## DATA:

————

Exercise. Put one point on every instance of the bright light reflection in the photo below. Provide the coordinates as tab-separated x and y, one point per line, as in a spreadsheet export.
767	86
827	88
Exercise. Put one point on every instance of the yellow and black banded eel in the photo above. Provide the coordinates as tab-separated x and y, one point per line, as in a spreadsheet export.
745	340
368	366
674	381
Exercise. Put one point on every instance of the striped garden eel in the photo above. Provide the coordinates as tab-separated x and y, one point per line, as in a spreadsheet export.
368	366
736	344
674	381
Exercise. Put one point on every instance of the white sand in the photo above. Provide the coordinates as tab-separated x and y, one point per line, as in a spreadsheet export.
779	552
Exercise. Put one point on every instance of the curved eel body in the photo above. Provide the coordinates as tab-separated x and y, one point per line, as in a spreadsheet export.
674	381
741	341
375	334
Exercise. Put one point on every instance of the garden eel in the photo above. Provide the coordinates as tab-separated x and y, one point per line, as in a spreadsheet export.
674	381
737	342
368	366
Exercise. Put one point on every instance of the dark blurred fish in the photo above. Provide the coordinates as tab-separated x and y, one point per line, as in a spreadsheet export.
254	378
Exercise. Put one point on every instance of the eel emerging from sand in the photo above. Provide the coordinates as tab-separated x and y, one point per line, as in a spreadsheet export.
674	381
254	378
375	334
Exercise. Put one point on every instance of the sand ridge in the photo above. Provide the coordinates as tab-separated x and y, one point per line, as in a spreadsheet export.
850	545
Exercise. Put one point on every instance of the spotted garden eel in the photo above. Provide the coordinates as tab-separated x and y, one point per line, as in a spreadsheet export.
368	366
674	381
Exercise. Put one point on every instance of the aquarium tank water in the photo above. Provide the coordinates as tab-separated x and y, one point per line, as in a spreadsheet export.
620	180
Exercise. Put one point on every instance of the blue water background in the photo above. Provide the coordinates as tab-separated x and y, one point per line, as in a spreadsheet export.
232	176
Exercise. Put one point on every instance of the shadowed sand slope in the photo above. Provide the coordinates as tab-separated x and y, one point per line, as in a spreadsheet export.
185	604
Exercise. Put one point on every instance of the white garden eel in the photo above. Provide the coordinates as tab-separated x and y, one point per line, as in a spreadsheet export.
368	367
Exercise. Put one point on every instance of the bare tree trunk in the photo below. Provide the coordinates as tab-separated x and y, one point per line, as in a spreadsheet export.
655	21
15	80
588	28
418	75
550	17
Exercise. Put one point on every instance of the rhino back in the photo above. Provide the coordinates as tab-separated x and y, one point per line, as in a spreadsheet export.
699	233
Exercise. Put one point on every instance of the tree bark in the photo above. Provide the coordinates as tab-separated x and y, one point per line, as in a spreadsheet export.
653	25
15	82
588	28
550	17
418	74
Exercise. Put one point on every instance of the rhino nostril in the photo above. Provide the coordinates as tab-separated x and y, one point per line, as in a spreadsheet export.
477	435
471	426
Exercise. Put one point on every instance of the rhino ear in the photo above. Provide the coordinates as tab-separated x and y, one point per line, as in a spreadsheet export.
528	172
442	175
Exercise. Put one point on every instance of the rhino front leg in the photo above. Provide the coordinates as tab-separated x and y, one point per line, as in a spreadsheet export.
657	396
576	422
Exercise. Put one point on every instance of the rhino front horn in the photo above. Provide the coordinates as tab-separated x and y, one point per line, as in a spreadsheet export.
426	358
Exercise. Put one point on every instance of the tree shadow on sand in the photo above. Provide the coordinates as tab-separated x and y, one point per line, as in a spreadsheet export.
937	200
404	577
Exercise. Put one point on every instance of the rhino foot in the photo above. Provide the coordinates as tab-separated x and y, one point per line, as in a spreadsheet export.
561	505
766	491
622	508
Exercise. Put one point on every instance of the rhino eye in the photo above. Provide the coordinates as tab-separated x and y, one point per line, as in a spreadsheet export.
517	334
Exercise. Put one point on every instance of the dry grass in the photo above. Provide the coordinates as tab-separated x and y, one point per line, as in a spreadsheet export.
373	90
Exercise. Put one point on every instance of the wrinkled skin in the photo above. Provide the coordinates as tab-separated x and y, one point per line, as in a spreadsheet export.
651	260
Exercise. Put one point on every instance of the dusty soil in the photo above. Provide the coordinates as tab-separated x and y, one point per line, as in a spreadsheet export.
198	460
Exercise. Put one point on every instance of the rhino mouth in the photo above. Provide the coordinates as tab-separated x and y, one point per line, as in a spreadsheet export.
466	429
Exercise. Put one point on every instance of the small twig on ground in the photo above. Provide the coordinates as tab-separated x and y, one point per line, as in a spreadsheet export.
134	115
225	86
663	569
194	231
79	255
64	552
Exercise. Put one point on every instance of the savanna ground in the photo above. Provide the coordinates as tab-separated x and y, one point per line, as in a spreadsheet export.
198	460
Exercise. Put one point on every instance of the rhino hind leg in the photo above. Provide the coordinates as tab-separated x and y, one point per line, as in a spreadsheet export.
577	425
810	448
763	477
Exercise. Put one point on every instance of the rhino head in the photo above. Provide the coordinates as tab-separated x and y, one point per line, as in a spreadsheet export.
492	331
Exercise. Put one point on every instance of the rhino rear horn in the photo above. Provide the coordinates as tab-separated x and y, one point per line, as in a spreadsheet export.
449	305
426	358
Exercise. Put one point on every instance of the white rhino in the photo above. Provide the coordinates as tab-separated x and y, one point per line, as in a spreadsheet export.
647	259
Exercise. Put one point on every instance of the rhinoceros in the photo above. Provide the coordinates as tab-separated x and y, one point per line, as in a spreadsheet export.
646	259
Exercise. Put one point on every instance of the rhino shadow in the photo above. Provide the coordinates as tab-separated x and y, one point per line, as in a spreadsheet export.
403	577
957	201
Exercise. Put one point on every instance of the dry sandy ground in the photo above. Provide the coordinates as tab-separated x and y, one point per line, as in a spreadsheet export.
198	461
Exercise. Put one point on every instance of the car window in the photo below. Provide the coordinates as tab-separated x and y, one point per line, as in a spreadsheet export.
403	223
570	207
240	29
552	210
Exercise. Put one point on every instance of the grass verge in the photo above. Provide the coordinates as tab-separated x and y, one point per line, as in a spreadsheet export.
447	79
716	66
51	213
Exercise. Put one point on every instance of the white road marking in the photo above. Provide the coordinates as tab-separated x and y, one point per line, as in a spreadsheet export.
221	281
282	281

————

## DIRECTION:
Reproduce all of the material above word for word, line by line, without changing anything.

## ANSWER TO THIS EXERCISE:
Exercise. Put one point on every instance of the bright light reflection in the photo below. Provide the coordinates as tab-separated x and y, one point per line, as in a spreadsheet export.
767	86
827	88
Exercise. Put one point on every instance of the yellow and black banded eel in the photo above. Provide the coordinates as tab-separated x and y, one point per line, as in a spreadsheet export.
745	340
368	366
674	381
Exercise. Put one point on every instance of the striped garden eel in the photo above. Provide the coordinates as tab-separated x and y, one point per line, as in a spreadsheet export.
368	366
736	344
674	381
Exercise. Put one point on every instance of the white sand in the photo above. Provide the coordinates as tab-separated x and y, one point per line, as in a spreadsheet export.
779	552
Exercise. Put one point on every instance of the curved eel body in the photo above. Provide the coordinates as tab-separated x and y, one point per line, as in a spreadsheet export.
674	381
741	341
375	334
Exercise. Put one point on every instance of the garden eel in the photo above. Provide the coordinates as tab-separated x and y, one point per line, as in a spreadsheet export.
674	381
737	342
368	366
Exercise. Put one point on every instance of the dark blurred fish in the photo above. Provide the coordinates as tab-separated x and y, one point per line, as in a spreadsheet export.
254	378
Exercise. Put one point on every instance of the eel emerging from sand in the photo above. Provide the coordinates as tab-separated x and y, one point per line, as in a spreadsheet export.
674	381
254	378
375	334
Exercise. Put one point on every instance of the sand ridge in the photo above. Provide the coordinates as tab-separated x and y, one point per line, as in a spreadsheet export.
850	545
Exercise. Put one point on every instance of the spotted garden eel in the photo above. Provide the coordinates as tab-separated x and y, one point per line, as in a spreadsheet export.
368	366
674	381
Exercise. Put one point on every instance of the aquarium tank water in the photo above. Provide the coordinates as tab-separated x and y, one point per line, as in a spreadsheet export.
620	180
Exercise. Put one point on every instance of the blue water background in the photo above. Provide the coordinates as tab-separated x and y, one point per line, as in a spreadsheet export.
232	176
Exercise. Put one point on every instance of the shadowed sand slope in the photo above. Provide the coordinates as tab-separated x and y, one point per line, as in a spreadsheet export.
185	604
Exercise. Put one point on every instance of the white garden eel in the photo above. Provide the coordinates as tab-separated x and y, one point per line, as in a spreadsheet export.
368	367
Exercise. Put one point on every instance of the bare tree trunk in the photo below. Provide the coordinates as tab-separated x and y, one point per line, as in a spreadsheet export.
655	21
15	80
588	28
418	75
550	17
Exercise. Put one point on every instance of the rhino back in the photo above. Provide the coordinates as tab-separated x and y, one point per line, as in a spreadsheet export.
699	233
Exercise. Put one point on every instance of the tree bark in the photo above. Provide the coordinates as tab-separated x and y, one point per line, as in a spreadsheet export.
653	25
15	82
588	28
550	17
418	74
Exercise. Put one point on every instance of the rhino nostril in the photo above. Provide the coordinates as tab-separated x and y, one point per line, as in a spreadsheet export.
477	435
471	426
Exercise. Put one point on every instance of the rhino ear in the photo above. Provide the coordinates as tab-separated x and y, one point per line, as in a spreadsheet export.
528	172
442	175
Exercise. Put one point on every instance of the rhino front leg in the photo above. Provide the coordinates as tab-separated x and y, one point per line, as in a spreadsheet export.
657	396
576	422
Exercise. Put one point on every instance of the rhino front horn in the photo above. Provide the coordinates as tab-separated x and y, one point per line, as in a spreadsheet export.
426	358
Exercise. Put one point on every instance of the tree shadow on sand in the photo above. Provide the coordinates as tab-separated x and y, one point per line, as in a spreadsheet export.
937	200
404	577
Exercise. Put one point on every instance of the rhino foot in the photo above. Provide the coordinates as tab-separated x and y, one point per line, as in a spreadsheet export.
561	505
766	491
622	508
Exercise. Put one point on every instance of the rhino eye in the photo above. Provide the coordinates as tab-separated x and y, one point per line, as in a spreadsheet export.
517	334
Exercise. Put one point on every instance of the dry grass in the photo above. Provide the coordinates as tab-separated x and y, one point per line, as in a spreadsheet export.
373	90
Exercise. Put one point on every instance of the wrinkled skin in the photo above. Provide the coordinates as tab-separated x and y, one point per line, as in a spreadsheet export.
651	260
Exercise. Put one point on every instance of the dusty soil in the photo above. Provide the coordinates as tab-separated x and y, one point per line, as in a spreadsheet export.
198	460
Exercise. Put one point on every instance of the rhino mouth in the photo above. Provide the coordinates as tab-separated x and y, one point per line, as in a spreadsheet export.
466	429
Exercise. Put one point on every instance of the small twig on ground in the photo above. Provide the coordinates as tab-separated x and y, one point per line, as in a spreadsheet export.
134	115
225	86
663	569
194	231
79	255
64	552
Exercise. Put one point on every instance of the savanna ground in the photo above. Provide the coordinates as tab-separated x and y, one point per line, as in a spreadsheet export.
198	460
Exercise. Put one point on every instance of the rhino hind leg in the photo above. Provide the coordinates as tab-separated x and y, one point per line, as in a spreadsheet export.
577	425
810	448
763	477
Exercise. Put one point on every instance of the rhino head in the photo above. Provide the coordinates as tab-separated x and y, one point per line, as in a spreadsheet export.
492	331
Exercise. Put one point on every instance of the rhino rear horn in the photo above. Provide the coordinates as tab-separated x and y, one point per line, as in a spreadsheet export.
449	305
426	358
Exercise. Put one point on every instance of the white rhino in the photo above. Provide the coordinates as tab-separated x and y, one point per line, as in a spreadsheet export.
647	259
Exercise. Put one point on every instance of the rhinoceros in the photo above. Provide the coordinates as tab-separated x and y, one point per line, as in a spreadsheet export.
646	259
Exercise. Put one point on every instance of the rhino shadow in the photo above. Provide the coordinates as tab-separated x and y, one point per line, as in a spreadsheet export.
403	577
957	201
Exercise. Put one point on every instance of the dry sandy ground in the photo above. Provide the coordinates as tab-separated x and y, one point per line, as in a spreadsheet export.
198	461
Exercise. Put one point on every instance of the car window in the photo below. Provide the coordinates as tab-separated x and y, one point per line, as in a spreadsheet export.
403	223
570	207
240	29
552	210
Exercise. Put one point on every instance of the grass verge in the photo above. Provide the coordinates as tab-separated x and y, one point per line, as in a spreadsheet export.
447	79
716	66
51	213
Exercise. Put one point on every instance of the white road marking in the photo above. Provide the coordinates as tab-separated x and y, one point per line, as in a spreadsheet export.
221	281
282	281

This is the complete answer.